■ **SET TASK**:
Collect every line of the material that contains the word "woman", and copy each of those lines in full.

■ **LISTING**:
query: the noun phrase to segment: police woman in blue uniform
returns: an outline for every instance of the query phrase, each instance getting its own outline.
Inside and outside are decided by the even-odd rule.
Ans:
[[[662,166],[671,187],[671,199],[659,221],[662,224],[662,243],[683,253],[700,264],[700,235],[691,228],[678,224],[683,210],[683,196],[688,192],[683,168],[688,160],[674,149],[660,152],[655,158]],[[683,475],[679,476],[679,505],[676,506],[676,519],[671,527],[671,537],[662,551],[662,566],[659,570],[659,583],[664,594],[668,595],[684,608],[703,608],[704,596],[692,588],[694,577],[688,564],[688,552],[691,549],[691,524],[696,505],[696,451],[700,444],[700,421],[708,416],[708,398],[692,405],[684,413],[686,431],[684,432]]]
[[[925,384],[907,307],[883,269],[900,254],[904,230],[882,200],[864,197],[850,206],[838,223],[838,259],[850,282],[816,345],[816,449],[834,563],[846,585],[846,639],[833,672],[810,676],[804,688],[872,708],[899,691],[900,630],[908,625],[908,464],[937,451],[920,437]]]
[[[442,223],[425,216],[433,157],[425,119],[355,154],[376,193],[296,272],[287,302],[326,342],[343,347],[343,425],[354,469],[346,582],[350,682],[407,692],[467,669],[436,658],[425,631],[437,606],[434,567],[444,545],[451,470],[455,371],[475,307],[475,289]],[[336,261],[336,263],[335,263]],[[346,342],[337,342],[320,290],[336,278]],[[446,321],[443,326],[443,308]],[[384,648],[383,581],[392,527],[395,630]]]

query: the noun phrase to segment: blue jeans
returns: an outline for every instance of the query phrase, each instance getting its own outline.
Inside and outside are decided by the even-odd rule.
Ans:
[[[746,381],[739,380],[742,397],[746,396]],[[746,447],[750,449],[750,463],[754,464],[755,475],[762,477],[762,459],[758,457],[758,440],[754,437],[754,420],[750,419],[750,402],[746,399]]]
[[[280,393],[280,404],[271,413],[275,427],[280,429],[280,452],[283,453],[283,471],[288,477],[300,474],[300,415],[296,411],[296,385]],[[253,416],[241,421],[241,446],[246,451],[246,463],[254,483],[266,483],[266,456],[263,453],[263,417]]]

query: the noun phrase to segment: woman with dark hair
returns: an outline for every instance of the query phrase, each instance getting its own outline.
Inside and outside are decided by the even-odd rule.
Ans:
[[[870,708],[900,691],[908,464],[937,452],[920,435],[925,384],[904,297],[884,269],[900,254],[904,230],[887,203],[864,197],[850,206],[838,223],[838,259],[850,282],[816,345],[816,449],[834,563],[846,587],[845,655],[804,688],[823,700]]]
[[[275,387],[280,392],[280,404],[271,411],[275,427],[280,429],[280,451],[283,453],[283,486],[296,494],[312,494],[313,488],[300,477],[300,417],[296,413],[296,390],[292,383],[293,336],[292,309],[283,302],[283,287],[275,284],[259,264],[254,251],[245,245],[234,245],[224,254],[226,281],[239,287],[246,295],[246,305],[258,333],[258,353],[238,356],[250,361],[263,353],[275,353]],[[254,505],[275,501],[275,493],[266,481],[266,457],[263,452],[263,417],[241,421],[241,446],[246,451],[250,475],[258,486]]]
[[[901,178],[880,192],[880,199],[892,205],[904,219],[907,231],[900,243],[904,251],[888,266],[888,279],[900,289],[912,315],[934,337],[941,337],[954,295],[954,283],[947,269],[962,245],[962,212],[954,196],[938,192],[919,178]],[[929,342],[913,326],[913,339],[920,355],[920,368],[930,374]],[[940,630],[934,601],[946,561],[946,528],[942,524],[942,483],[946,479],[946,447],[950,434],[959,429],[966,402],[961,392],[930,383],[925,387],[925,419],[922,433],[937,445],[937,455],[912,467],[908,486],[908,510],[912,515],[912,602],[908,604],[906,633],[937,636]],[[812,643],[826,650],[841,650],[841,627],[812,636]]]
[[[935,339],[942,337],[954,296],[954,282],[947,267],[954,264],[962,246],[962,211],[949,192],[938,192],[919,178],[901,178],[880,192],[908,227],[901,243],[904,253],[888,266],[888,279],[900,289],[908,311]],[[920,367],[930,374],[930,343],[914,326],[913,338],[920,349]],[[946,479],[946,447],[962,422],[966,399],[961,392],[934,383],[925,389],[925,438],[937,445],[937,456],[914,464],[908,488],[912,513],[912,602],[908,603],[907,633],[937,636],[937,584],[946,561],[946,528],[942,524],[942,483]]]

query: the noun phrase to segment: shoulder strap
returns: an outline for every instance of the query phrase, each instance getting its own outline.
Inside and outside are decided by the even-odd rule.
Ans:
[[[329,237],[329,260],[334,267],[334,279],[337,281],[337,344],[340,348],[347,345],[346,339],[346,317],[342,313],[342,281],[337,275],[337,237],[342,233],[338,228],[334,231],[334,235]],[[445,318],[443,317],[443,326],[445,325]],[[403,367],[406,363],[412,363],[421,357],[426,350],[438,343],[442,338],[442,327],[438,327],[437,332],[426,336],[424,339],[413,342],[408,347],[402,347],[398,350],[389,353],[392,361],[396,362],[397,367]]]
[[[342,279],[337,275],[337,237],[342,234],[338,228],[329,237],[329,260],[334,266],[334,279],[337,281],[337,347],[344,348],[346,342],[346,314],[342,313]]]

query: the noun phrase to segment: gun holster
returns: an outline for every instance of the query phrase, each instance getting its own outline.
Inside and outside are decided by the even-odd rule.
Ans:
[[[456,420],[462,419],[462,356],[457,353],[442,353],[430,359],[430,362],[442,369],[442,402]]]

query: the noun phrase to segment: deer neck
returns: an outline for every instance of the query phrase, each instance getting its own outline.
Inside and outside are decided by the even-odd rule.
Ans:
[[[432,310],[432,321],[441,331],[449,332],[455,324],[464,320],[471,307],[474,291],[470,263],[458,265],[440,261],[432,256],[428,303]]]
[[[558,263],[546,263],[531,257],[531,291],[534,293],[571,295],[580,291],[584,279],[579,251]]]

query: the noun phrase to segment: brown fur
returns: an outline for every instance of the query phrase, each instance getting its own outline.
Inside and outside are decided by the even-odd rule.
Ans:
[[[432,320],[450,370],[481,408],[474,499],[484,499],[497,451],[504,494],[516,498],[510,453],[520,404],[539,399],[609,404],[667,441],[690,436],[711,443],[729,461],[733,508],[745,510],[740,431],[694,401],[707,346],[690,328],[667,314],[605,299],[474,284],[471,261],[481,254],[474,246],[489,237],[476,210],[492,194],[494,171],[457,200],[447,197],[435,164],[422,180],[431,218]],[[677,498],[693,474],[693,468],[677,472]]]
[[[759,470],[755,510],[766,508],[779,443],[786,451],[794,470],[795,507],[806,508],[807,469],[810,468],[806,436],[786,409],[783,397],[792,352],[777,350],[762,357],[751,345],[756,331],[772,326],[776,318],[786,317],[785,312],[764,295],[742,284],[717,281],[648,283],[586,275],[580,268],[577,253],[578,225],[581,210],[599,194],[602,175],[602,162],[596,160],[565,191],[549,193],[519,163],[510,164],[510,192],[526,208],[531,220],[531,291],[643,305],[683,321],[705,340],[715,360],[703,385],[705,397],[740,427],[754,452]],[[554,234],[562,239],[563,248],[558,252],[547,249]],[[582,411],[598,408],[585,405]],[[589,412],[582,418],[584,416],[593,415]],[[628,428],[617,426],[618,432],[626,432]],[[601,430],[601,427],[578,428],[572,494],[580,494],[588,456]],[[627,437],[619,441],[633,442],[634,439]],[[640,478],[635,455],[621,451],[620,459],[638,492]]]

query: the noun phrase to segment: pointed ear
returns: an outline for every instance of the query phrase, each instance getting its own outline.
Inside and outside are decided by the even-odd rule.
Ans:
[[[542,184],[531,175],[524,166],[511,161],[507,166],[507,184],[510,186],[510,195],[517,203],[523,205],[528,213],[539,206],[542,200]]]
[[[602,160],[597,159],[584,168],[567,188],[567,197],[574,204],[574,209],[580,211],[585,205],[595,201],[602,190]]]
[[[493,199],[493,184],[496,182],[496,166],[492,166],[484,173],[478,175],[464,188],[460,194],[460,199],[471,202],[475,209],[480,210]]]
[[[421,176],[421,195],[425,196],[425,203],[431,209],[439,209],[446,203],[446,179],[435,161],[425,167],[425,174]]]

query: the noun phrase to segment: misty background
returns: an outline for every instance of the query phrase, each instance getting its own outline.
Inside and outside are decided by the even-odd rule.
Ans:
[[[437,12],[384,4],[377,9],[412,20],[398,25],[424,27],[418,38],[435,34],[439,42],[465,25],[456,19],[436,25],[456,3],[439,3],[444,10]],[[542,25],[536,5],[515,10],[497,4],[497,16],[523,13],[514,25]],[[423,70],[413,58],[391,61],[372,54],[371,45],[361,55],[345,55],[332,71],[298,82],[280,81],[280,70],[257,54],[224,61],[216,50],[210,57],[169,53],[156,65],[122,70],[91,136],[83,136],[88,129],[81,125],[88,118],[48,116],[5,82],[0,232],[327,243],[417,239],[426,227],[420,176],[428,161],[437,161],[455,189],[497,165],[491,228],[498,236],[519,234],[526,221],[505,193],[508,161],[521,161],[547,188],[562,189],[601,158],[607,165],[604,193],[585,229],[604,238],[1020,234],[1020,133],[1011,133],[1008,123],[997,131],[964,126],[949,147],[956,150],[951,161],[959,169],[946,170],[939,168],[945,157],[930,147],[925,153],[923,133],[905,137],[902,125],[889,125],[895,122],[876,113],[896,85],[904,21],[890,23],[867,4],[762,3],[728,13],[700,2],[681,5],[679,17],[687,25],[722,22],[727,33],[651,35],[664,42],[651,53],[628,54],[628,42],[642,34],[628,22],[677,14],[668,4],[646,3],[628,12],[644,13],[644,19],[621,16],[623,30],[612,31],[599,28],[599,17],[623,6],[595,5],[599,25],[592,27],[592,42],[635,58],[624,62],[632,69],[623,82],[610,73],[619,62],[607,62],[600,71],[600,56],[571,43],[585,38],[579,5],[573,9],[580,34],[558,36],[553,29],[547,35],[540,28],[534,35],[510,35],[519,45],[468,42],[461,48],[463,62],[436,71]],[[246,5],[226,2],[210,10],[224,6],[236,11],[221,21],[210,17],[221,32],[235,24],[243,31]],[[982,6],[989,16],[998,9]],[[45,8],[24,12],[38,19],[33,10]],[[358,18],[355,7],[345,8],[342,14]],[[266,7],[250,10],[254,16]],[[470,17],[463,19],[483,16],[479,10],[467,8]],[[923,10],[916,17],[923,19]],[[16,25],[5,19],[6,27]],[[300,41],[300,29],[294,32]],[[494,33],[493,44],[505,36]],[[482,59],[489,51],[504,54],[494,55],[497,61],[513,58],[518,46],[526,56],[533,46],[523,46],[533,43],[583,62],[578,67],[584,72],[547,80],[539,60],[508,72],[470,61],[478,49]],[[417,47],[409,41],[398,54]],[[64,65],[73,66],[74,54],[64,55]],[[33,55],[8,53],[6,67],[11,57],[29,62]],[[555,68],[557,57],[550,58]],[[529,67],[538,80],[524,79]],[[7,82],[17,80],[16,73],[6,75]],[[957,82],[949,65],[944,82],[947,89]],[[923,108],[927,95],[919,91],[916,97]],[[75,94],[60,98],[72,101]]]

■ **EXPECTED OUTPUT**:
query: the noun phrase to segment: police woman in blue uniform
query: the noun phrase to segment: woman with dark hair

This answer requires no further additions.